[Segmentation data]
# # # # #
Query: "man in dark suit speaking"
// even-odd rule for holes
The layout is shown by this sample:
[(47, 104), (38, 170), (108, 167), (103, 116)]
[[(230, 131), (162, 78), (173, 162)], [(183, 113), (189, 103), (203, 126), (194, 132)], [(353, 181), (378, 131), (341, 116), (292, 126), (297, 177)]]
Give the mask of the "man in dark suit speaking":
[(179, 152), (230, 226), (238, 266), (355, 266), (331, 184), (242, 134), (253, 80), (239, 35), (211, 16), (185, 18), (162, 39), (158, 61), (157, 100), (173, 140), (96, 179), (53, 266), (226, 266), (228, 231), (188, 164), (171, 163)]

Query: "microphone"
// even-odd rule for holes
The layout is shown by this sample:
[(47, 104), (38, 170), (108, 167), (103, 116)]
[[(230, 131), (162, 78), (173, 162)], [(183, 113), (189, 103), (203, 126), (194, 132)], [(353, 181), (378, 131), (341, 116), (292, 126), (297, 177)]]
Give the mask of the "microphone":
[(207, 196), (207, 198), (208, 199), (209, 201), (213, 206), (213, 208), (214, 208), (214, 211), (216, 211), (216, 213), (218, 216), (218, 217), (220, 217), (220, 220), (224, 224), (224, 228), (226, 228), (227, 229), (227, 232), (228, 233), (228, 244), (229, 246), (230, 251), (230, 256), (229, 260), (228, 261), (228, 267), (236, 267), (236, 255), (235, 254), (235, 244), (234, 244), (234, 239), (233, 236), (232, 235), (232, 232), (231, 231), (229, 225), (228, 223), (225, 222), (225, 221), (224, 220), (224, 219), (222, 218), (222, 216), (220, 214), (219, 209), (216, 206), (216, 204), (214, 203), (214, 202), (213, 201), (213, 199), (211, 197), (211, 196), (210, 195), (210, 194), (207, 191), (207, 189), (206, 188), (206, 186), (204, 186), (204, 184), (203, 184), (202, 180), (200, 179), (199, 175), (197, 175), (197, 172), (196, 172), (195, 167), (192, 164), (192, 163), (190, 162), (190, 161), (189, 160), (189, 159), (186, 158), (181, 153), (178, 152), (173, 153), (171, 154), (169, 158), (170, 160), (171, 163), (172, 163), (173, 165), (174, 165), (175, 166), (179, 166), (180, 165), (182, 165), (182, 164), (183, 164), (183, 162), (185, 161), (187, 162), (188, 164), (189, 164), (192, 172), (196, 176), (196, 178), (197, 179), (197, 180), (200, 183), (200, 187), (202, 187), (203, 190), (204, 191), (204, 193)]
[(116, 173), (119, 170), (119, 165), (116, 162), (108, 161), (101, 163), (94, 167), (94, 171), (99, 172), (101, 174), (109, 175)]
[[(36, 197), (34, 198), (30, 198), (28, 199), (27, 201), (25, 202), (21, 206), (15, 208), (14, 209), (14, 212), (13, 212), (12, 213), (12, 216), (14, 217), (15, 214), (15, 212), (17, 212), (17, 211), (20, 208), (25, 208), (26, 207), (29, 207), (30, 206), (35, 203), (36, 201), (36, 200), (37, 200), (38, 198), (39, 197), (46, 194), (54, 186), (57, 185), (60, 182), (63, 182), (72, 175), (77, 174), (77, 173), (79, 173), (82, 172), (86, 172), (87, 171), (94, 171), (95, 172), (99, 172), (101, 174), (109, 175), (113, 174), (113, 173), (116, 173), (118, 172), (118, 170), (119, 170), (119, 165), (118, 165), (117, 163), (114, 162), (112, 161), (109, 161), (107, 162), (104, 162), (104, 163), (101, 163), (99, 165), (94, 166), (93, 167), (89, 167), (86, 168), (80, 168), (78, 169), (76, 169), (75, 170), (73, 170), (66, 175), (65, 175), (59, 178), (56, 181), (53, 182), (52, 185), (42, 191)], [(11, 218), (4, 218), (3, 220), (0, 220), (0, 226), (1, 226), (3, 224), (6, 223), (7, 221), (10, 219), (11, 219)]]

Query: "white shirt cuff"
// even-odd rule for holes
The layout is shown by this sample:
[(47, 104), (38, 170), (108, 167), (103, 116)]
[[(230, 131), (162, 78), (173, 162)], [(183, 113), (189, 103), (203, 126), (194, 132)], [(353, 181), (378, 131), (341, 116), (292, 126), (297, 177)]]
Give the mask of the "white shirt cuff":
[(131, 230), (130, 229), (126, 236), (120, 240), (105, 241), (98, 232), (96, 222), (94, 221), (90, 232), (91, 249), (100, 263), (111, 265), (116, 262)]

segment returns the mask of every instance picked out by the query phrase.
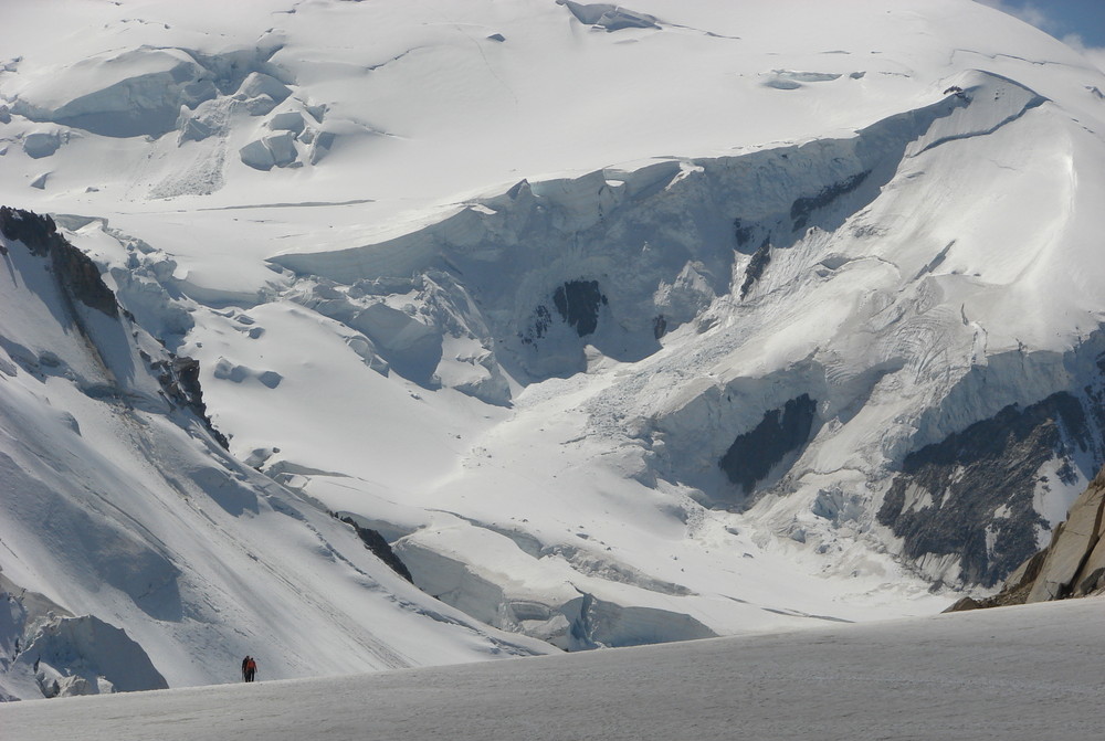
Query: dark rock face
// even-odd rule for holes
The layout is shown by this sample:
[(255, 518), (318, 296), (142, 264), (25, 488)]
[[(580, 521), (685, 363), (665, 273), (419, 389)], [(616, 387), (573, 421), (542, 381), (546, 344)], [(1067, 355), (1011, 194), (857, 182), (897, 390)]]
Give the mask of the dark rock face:
[(229, 451), (230, 441), (215, 430), (211, 417), (207, 414), (203, 389), (200, 388), (199, 361), (192, 358), (179, 358), (170, 353), (168, 360), (155, 360), (150, 362), (149, 367), (157, 373), (157, 380), (165, 390), (165, 395), (178, 406), (190, 409), (203, 422), (215, 442), (223, 449)]
[(1105, 469), (1071, 505), (1048, 548), (1009, 575), (1000, 592), (964, 597), (944, 612), (1001, 607), (1105, 593)]
[(796, 200), (794, 204), (790, 208), (790, 218), (793, 221), (793, 227), (804, 227), (809, 221), (810, 214), (822, 207), (829, 205), (841, 195), (851, 193), (853, 190), (863, 184), (863, 181), (867, 179), (869, 174), (871, 174), (870, 170), (866, 172), (859, 172), (840, 182), (825, 186), (818, 192), (817, 195), (808, 195)]
[(411, 584), (414, 583), (411, 572), (407, 569), (407, 564), (399, 560), (396, 552), (391, 550), (391, 546), (388, 541), (383, 539), (376, 530), (369, 528), (362, 528), (357, 525), (351, 517), (343, 517), (343, 522), (351, 525), (355, 530), (357, 530), (357, 536), (364, 541), (365, 548), (372, 551), (378, 559), (391, 567), (391, 570), (397, 574), (409, 581)]
[(54, 220), (30, 211), (0, 207), (0, 232), (22, 242), (32, 254), (50, 257), (63, 293), (109, 317), (118, 317), (115, 294), (99, 276), (92, 260), (57, 233)]
[(764, 275), (764, 271), (767, 269), (768, 263), (771, 262), (771, 241), (764, 240), (764, 243), (759, 246), (755, 253), (753, 253), (753, 258), (748, 261), (748, 267), (745, 268), (745, 282), (740, 284), (740, 298), (748, 295), (751, 287), (760, 279)]
[(755, 430), (733, 441), (717, 465), (748, 494), (788, 453), (806, 444), (817, 411), (817, 401), (804, 393), (788, 401), (781, 410), (770, 410)]
[(598, 328), (599, 307), (606, 303), (607, 297), (599, 290), (598, 280), (569, 280), (552, 294), (556, 310), (580, 337), (587, 337)]
[(1035, 552), (1036, 528), (1050, 527), (1032, 501), (1040, 467), (1087, 443), (1082, 405), (1069, 393), (1007, 406), (906, 456), (877, 519), (905, 539), (911, 560), (958, 555), (965, 583), (992, 586)]
[[(96, 264), (57, 233), (53, 219), (31, 211), (0, 207), (0, 232), (8, 240), (22, 242), (31, 254), (50, 260), (62, 295), (67, 300), (80, 301), (119, 321), (134, 321), (134, 317), (126, 310), (120, 317), (115, 294), (104, 283)], [(71, 311), (73, 308), (70, 307)], [(77, 327), (87, 335), (80, 315), (72, 314)], [(207, 415), (203, 391), (200, 389), (199, 362), (191, 358), (178, 358), (172, 353), (167, 353), (168, 359), (159, 360), (154, 360), (145, 352), (140, 354), (157, 374), (166, 398), (177, 406), (194, 412), (215, 442), (229, 449), (229, 441), (214, 428)]]

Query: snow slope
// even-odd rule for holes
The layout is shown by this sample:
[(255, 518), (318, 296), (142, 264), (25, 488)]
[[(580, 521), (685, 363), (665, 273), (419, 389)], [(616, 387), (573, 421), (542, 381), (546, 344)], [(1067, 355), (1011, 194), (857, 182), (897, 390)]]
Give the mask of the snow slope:
[(930, 613), (1105, 463), (1105, 78), (1045, 34), (224, 6), (12, 2), (0, 201), (431, 596), (569, 649)]
[(179, 359), (23, 240), (2, 242), (0, 297), (6, 697), (229, 681), (246, 653), (277, 678), (547, 650), (430, 600), (230, 456), (179, 403)]
[[(21, 741), (1101, 735), (1105, 603), (0, 707)], [(1044, 629), (1041, 626), (1046, 625)]]

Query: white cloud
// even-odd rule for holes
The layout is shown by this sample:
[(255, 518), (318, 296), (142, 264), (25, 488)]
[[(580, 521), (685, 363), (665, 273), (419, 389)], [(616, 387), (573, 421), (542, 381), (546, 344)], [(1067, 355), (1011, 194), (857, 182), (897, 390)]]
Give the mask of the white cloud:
# # # # #
→ **Exercise instructions**: Put the lines of the records above, starting at the line that contains "Query: snow slope" and ending at the line that contains "596), (569, 649)]", into a Markdown table with the columns Row and Text. Number each line and leave out blank lines.

→ **Complete response**:
| Row | Text |
|---|---|
| 1 | Query: snow slope |
| 2 | // even-odd rule for holes |
| 3 | The layout is shown by this sample: |
| 4 | [(255, 518), (318, 296), (142, 264), (25, 488)] |
| 5 | [[(580, 521), (685, 363), (665, 273), (419, 389)], [(616, 387), (573, 421), (542, 381), (546, 344)], [(1067, 355), (1011, 194), (857, 182), (897, 390)]] |
| 6 | Give the mask of the snow slope: |
| 7 | [(930, 613), (1105, 463), (1105, 78), (1045, 34), (224, 6), (12, 2), (0, 201), (431, 596), (569, 649)] |